# [阅读材料]
╔══
无需服务器！5分钟实现浏览器端实时语音转文字：基于transformers.js的Whisper模型实战

2026-02-04 05:01:22作者：卓炯娓

你还在为语音识别需要昂贵的云服务而烦恼吗？还在担心用户语音数据传输的隐私安全问题吗？本文将带你零成本实现浏览器本地运行的实时语音转文字功能，无需后端服务器，所有处理都在用户设备上完成。读完本文，你将掌握如何使用transformers.js和Whisper模型构建一个安全、高效的语音识别应用。

技术原理概述

transformers.js是一个专为Web平台优化的机器学习库，它允许开发者在浏览器中直接运行预训练模型。而Whisper是由OpenAI开发的通用语音识别模型，能够将多种语言的语音准确地转换为文本。

通过结合这两项技术，我们可以实现完全在客户端运行的语音识别功能。下面是这个方案的核心优势：

传统云服务方案	transformers.js方案
需要后端服务器支持	纯浏览器本地运行
存在数据隐私泄露风险	语音数据永不离开用户设备
受网络延迟影响	无网络也能正常工作
按调用次数收费	完全免费

实现步骤

1. 准备工作

首先，我们需要从项目仓库获取示例代码：

git clone https://gitcode.com/GitHub_Trending/tr/transformers.js
cd transformers.js/examples/webgpu-whisper
npm install

这个示例项目已经包含了所有必要的配置和依赖，相关代码可以在examples/webgpu-whisper/目录中找到。
╚══
# [任务目标]
请把上面这篇讲浏览器端Whisper语音转文字的文章一字不差地完整返回。

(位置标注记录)
╔══
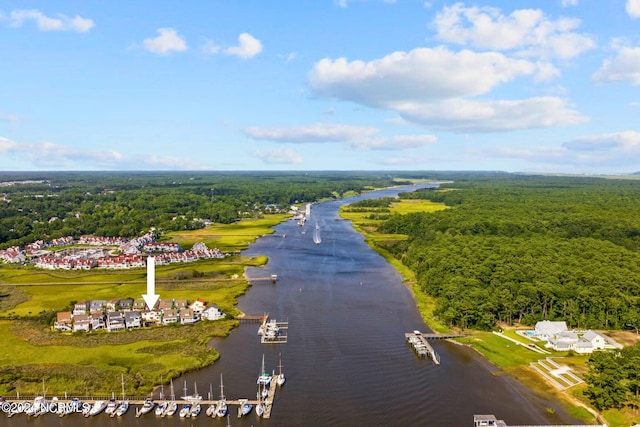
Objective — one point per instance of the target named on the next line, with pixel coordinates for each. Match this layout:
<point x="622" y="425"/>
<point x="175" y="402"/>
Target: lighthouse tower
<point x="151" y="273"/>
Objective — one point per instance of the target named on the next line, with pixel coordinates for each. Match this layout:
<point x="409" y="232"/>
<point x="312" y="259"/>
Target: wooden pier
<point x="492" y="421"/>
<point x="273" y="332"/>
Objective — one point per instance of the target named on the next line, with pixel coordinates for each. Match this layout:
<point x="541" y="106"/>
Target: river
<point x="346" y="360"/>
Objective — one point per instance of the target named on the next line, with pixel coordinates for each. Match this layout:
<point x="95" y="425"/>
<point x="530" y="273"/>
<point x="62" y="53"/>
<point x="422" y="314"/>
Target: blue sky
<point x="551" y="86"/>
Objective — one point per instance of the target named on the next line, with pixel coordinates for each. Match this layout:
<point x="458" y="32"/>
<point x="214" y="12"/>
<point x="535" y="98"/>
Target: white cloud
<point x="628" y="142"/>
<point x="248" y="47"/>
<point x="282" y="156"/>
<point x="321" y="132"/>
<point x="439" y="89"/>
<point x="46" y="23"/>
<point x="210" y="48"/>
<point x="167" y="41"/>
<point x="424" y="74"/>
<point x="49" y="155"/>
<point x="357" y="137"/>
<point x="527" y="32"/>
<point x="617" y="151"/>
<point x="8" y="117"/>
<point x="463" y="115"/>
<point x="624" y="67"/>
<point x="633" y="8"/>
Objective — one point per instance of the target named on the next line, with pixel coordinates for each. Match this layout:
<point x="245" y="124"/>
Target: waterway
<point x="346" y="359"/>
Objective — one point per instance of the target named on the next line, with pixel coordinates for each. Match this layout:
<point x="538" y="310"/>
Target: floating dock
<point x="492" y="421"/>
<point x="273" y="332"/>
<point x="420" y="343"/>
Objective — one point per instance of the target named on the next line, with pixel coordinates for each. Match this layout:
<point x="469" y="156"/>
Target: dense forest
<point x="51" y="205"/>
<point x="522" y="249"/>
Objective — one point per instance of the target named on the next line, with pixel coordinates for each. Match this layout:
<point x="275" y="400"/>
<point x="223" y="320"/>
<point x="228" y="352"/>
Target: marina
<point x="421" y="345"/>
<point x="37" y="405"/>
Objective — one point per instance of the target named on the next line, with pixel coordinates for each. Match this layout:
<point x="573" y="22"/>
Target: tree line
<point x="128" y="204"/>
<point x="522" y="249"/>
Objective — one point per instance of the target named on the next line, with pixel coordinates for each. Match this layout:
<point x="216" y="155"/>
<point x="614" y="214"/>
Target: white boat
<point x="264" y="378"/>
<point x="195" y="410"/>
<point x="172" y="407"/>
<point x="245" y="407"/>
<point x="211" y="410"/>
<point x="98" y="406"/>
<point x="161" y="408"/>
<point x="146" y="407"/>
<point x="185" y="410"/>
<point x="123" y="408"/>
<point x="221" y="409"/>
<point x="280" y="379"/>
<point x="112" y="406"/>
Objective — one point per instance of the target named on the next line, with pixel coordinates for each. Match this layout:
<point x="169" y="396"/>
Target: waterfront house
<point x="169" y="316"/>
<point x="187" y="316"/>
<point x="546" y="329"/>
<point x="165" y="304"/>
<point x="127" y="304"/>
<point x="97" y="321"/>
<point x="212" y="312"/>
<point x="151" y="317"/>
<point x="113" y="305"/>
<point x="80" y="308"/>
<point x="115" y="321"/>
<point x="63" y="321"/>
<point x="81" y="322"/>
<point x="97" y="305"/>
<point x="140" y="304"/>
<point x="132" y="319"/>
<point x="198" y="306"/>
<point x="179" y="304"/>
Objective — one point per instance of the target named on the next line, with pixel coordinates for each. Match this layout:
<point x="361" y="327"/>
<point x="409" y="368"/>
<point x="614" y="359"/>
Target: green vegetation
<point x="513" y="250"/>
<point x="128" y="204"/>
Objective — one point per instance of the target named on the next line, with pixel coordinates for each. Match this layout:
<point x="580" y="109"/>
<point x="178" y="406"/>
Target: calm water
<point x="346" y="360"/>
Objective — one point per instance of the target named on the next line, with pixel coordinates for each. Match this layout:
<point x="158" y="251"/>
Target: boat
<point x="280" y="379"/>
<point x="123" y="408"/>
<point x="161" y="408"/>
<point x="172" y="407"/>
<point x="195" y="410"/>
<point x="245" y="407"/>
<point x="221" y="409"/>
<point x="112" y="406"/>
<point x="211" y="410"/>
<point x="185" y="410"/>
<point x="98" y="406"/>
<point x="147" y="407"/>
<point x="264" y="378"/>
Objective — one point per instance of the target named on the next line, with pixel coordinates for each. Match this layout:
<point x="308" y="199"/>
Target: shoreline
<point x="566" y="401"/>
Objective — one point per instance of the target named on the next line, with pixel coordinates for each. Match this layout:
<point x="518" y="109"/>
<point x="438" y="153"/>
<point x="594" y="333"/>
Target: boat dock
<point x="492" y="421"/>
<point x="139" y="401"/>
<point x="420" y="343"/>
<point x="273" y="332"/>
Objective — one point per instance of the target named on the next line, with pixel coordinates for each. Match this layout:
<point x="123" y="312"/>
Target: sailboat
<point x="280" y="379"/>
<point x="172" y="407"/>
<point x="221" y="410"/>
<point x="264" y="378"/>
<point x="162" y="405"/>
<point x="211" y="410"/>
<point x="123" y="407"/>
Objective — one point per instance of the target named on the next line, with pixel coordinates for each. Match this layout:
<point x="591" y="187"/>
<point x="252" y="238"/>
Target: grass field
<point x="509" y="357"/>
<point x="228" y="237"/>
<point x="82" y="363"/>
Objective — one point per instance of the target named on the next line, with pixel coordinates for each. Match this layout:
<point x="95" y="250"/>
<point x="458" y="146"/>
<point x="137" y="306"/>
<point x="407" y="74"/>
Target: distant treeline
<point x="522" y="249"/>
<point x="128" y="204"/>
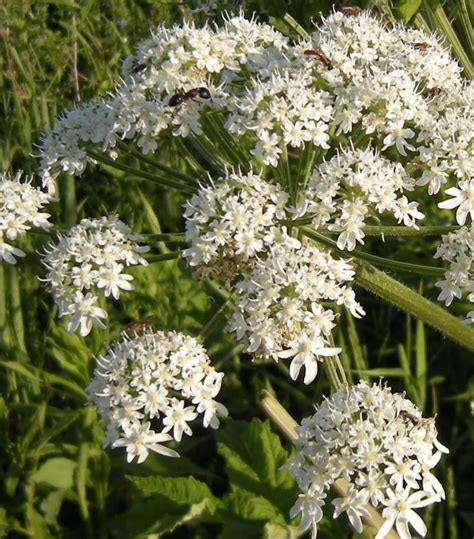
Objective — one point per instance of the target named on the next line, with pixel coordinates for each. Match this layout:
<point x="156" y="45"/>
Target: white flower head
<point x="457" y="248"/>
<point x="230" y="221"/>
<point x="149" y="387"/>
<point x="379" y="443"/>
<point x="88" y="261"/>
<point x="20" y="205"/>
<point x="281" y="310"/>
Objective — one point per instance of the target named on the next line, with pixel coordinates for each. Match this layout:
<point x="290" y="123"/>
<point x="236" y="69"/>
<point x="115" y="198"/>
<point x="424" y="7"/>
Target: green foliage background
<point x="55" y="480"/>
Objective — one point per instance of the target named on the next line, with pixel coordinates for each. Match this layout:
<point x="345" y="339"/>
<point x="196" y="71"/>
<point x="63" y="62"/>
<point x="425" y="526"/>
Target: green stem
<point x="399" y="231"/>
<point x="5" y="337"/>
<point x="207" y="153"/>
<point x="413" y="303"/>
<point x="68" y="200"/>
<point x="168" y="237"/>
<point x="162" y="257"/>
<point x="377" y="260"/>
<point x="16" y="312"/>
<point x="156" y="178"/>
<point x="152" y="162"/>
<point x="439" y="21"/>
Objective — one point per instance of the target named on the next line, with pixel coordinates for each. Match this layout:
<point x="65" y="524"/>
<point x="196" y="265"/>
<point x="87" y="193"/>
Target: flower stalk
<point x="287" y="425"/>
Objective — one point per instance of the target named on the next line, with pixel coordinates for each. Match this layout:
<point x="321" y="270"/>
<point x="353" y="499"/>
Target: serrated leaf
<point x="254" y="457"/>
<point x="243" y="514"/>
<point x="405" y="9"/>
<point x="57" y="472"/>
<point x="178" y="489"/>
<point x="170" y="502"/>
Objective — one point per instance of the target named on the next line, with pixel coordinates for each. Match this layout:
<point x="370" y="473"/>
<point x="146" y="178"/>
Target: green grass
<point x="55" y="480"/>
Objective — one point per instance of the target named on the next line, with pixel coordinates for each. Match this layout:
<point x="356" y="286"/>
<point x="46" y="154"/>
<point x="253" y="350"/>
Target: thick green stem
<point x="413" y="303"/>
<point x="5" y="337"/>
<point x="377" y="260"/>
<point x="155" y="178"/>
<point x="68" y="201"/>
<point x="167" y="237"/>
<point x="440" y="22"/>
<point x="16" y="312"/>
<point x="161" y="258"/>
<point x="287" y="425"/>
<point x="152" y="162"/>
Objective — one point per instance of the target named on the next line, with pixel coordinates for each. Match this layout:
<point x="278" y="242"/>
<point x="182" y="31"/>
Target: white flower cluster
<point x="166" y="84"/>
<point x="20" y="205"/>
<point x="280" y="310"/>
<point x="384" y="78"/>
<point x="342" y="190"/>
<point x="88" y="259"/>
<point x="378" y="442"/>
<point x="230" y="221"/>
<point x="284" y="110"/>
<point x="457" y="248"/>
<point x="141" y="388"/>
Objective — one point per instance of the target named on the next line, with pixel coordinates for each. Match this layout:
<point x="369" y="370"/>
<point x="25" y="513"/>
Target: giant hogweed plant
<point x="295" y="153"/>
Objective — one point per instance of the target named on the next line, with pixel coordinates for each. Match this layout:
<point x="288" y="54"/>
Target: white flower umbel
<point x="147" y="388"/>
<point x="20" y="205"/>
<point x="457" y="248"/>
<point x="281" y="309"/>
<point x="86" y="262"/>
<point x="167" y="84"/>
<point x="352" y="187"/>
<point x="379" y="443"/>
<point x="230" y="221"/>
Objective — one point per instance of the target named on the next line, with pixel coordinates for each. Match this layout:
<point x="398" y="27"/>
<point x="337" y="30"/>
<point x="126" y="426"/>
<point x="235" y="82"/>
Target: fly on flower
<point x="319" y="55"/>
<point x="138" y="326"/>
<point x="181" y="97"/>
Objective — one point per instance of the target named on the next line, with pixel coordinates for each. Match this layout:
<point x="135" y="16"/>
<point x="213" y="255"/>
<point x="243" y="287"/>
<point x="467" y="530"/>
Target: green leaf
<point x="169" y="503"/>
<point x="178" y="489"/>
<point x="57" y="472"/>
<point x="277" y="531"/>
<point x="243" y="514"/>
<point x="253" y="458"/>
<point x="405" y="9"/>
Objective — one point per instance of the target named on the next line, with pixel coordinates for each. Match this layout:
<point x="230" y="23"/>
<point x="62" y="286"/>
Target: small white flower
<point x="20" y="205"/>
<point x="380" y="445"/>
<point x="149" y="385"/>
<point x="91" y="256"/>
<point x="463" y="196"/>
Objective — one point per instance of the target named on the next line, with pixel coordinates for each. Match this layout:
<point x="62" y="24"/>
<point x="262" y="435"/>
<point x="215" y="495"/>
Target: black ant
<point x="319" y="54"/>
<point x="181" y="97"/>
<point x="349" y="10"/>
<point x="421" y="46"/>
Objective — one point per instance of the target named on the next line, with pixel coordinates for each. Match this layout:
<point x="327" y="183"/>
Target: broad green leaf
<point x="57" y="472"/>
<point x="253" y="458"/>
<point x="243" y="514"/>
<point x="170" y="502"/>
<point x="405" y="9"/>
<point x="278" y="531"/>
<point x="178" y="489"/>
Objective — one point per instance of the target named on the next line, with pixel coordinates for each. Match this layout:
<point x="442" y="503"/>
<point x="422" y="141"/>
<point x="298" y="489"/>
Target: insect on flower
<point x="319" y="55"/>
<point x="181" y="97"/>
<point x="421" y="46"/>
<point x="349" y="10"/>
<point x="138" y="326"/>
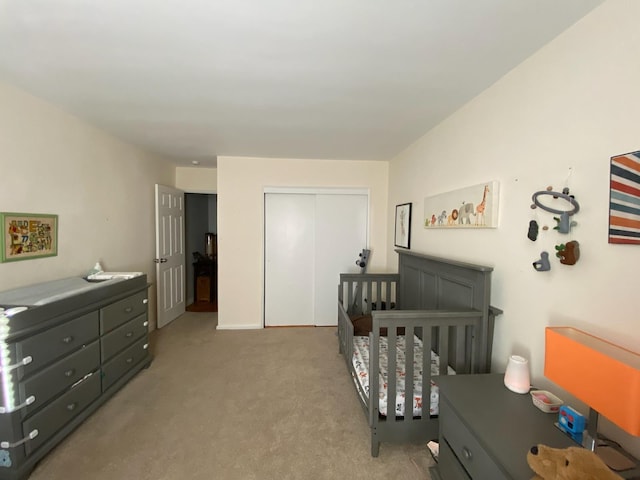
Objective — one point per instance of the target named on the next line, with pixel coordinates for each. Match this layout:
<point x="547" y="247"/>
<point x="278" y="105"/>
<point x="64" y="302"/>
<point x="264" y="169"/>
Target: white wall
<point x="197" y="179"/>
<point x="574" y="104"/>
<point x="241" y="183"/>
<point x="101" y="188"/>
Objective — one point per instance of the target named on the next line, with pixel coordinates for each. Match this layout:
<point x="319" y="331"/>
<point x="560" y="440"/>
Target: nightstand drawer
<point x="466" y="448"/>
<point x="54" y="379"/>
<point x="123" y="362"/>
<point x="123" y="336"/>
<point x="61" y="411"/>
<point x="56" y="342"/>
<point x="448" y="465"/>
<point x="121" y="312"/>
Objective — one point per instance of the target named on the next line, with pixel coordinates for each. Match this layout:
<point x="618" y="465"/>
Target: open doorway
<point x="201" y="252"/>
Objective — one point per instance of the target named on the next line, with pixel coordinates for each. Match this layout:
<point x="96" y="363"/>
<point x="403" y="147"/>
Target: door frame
╚══
# [本题回答]
无需服务器！5分钟实现浏览器端实时语音转文字：基于transformers.js的Whisper模型实战

2026-02-04 05:01:22作者：卓炯娓

你还在为语音识别需要昂贵的云服务而烦恼吗？还在担心用户语音数据传输的隐私安全问题吗？本文将带你零成本实现浏览器本地运行的实时语音转文字功能，无需后端服务器，所有处理都在用户设备上完成。读完本文，你将掌握如何使用transformers.js和Whisper模型构建一个安全、高效的语音识别应用。

技术原理概述

transformers.js是一个专为Web平台优化的机器学习库，它允许开发者在浏览器中直接运行预训练模型。而Whisper是由OpenAI开发的通用语音识别模型，能够将多种语言的语音准确地转换为文本。

通过结合这两项技术，我们可以实现完全在客户端运行的语音识别功能。下面是这个方案的核心优势：

传统云服务方案	transformers.js方案
需要后端服务器支持	纯浏览器本地运行
存在数据隐私泄露风险	语音数据永不离开用户设备
受网络延迟影响	无网络也能正常工作
按调用次数收费	完全免费

实现步骤

1. 准备工作

首先，我们需要从项目仓库获取示例代码：

git clone https://gitcode.com/GitHub_Trending/tr/transformers.js
cd transformers.js/examples/webgpu-whisper
npm install

这个示例项目已经包含了所有必要的配置和依赖，相关代码可以在examples/webgpu-whisper/目录中找到。